- **To do**:
When the word "waterfall" shows up in a line of the records below, copy that line.

-------- Available data

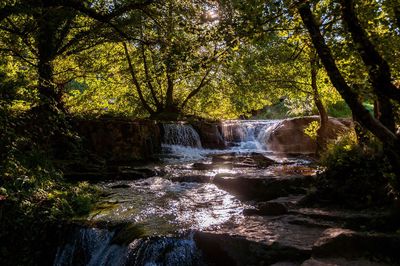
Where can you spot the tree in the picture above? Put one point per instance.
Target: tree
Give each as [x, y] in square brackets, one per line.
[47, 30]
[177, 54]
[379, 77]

----------------
-------- Available data

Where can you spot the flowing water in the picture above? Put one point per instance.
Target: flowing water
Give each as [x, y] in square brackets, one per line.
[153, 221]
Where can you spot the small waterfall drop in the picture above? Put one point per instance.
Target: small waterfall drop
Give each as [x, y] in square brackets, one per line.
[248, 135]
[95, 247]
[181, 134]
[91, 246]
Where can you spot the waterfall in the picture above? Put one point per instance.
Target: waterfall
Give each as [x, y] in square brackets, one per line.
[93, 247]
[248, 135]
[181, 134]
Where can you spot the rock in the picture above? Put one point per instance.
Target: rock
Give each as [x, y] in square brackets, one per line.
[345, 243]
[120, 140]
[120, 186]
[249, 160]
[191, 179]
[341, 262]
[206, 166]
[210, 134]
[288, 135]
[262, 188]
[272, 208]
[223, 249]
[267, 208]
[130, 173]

----------------

- **Task response**:
Where can you spot the small waterfall drop in the picture above? Put one point per instance.
Target: small waterfall drop
Where can you spot the waterfall in the picture above? Put one point per instance.
Target: waterfall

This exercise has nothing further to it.